| Goal |
Convert the material into a Markdown table with the columns Row and Text. Start at the first line and stop after the line containing "[66,54,128,86]", putting each nonblank line in its own numbered row and leaving out blank lines.

| Data rows |
[start]

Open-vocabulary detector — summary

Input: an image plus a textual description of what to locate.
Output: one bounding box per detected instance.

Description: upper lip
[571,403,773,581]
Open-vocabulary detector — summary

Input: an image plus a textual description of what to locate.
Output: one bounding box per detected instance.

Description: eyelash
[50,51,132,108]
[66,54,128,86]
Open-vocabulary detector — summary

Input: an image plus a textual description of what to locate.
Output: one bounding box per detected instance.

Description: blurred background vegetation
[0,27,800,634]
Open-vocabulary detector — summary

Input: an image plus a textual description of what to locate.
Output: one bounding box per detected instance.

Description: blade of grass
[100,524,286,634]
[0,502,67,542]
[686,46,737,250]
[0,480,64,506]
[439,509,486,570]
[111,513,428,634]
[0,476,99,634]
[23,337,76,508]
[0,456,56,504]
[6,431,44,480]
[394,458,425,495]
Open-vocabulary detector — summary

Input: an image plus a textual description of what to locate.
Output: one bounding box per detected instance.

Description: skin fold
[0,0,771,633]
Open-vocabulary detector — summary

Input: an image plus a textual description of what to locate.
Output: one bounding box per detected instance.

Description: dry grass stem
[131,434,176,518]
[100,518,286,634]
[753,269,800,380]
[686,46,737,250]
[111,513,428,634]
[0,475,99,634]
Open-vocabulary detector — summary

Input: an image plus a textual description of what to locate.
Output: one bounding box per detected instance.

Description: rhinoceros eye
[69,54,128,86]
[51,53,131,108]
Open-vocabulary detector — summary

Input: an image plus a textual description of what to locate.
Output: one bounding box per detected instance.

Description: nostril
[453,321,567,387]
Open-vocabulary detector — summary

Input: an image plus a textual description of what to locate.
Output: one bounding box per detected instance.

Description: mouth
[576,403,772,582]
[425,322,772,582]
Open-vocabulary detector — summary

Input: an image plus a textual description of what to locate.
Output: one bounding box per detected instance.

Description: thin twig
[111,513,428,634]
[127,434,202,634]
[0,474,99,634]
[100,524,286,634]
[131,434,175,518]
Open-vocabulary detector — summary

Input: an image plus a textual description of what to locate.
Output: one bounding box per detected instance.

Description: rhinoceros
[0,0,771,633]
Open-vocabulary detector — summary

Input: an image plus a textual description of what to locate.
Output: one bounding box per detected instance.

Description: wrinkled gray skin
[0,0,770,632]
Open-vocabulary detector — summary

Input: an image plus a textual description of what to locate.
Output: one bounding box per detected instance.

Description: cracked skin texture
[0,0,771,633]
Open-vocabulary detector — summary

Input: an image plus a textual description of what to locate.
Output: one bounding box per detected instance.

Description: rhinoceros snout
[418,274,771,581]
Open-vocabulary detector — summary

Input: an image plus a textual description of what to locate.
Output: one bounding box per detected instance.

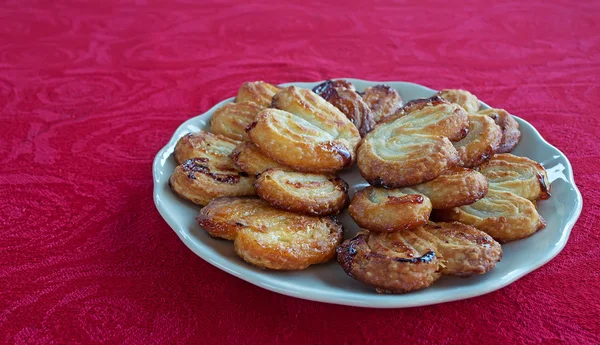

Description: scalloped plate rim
[152,78,583,308]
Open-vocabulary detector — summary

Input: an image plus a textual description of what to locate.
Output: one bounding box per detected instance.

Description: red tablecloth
[0,1,600,344]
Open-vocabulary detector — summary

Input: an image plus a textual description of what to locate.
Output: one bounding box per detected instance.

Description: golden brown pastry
[235,81,281,108]
[438,89,479,113]
[169,157,255,206]
[230,141,289,176]
[413,222,502,277]
[479,153,550,201]
[254,168,348,216]
[348,187,431,232]
[357,129,459,188]
[196,198,343,270]
[313,80,375,137]
[357,102,468,188]
[173,131,239,164]
[357,89,469,188]
[411,167,488,209]
[361,84,402,123]
[210,102,262,141]
[477,108,521,153]
[393,103,469,141]
[337,230,443,293]
[435,189,546,242]
[196,197,264,241]
[248,86,360,173]
[454,114,502,168]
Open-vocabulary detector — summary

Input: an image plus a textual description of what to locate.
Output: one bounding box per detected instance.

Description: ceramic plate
[152,79,582,308]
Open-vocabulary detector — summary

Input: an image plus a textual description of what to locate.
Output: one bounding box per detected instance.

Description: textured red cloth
[0,0,600,344]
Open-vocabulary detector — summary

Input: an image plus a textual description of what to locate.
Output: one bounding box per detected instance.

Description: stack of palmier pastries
[169,80,550,293]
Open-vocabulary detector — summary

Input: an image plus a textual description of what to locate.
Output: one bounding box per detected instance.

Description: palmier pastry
[361,84,402,123]
[477,108,521,153]
[348,187,431,232]
[230,141,289,176]
[411,167,488,209]
[169,157,255,205]
[210,102,262,141]
[393,103,469,141]
[413,222,502,277]
[248,86,360,173]
[357,102,468,188]
[438,89,479,113]
[479,153,550,201]
[313,80,375,137]
[173,131,239,164]
[235,81,281,108]
[434,189,546,242]
[357,130,459,188]
[196,197,271,241]
[196,198,343,270]
[454,114,502,168]
[254,169,348,216]
[337,230,443,293]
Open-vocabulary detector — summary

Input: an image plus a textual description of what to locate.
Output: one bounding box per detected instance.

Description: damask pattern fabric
[0,0,600,344]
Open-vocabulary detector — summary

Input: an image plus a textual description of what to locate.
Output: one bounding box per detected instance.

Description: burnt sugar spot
[388,194,425,204]
[182,158,248,184]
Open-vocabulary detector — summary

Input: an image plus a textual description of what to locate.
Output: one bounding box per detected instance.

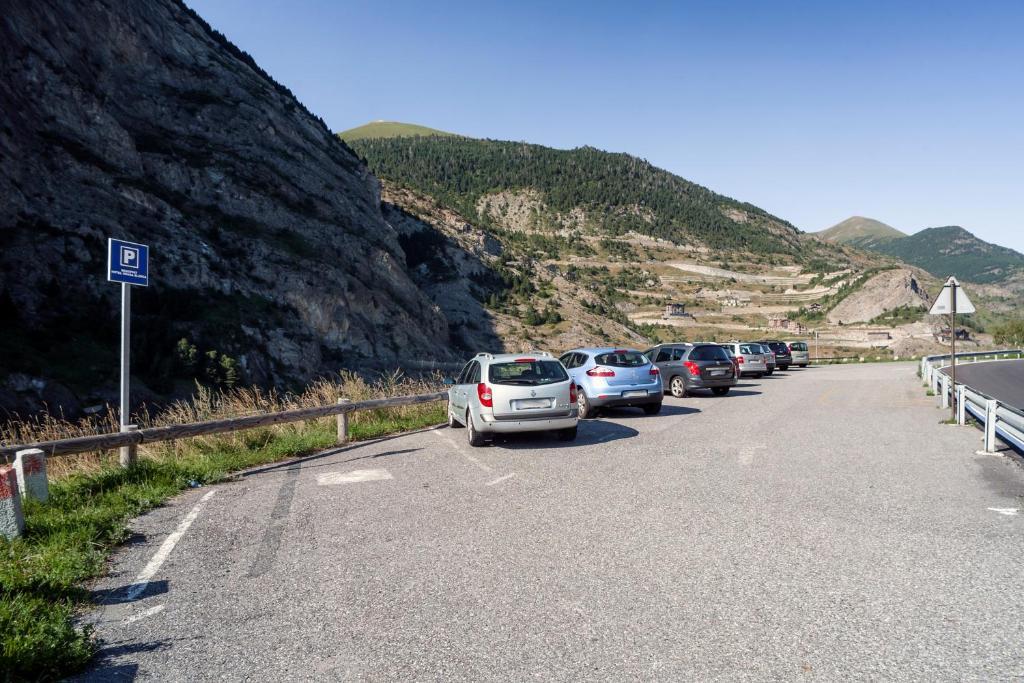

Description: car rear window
[487,359,569,386]
[690,345,731,362]
[594,351,647,368]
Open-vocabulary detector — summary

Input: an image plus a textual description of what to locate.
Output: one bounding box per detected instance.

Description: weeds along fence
[0,373,447,475]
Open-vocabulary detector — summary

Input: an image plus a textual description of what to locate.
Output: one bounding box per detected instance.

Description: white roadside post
[0,465,25,541]
[14,449,50,503]
[106,239,150,467]
[335,398,352,445]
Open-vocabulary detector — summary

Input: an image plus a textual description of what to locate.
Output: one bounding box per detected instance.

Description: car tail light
[476,382,495,408]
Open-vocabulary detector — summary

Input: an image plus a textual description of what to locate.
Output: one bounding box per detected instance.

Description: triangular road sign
[928,275,975,315]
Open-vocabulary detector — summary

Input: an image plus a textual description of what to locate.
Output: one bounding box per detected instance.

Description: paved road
[941,360,1024,410]
[79,364,1024,681]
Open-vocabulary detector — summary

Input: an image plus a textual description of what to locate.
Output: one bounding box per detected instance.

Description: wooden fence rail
[0,391,447,462]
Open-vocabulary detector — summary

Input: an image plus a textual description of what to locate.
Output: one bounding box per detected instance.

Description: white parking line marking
[431,429,494,472]
[121,605,165,626]
[316,470,394,486]
[125,488,217,600]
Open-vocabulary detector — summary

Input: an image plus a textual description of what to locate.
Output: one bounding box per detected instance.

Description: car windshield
[487,358,569,386]
[594,350,647,368]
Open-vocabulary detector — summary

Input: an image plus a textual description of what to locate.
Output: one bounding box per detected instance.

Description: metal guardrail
[0,391,447,462]
[921,348,1024,455]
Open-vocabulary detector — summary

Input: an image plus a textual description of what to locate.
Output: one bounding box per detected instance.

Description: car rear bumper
[587,385,665,408]
[686,377,737,389]
[475,409,579,434]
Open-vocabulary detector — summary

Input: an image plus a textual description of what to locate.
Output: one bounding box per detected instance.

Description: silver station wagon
[444,351,578,446]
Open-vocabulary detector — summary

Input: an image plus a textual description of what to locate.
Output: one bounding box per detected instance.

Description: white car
[444,351,579,446]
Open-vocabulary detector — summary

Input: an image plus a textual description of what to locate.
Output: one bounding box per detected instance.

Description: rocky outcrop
[828,268,931,325]
[0,0,460,405]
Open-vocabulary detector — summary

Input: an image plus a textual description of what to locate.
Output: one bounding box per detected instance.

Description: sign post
[928,275,975,418]
[106,239,150,464]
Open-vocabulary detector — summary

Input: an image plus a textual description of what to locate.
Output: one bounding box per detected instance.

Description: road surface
[84,364,1024,681]
[941,360,1024,411]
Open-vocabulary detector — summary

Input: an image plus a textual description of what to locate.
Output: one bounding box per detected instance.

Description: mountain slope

[end]

| Exercise output |
| Row | Text |
|---|---|
| 1 | Open-vocabulary detector — summary |
| 2 | Input: an image plus a textual description of what to locate. |
| 3 | Output: one bounding box per detected instance. |
| 4 | Description: upper lip |
| 5 | [571,403,773,581] |
| 6 | Open-vocabulary detector — summary |
| 7 | Input: an image plus a textual description of what to locate. |
| 8 | Output: one bounding box per detected instance. |
| 9 | Description: eyelash |
| 10 | [50,51,132,108] |
| 11 | [66,54,128,86] |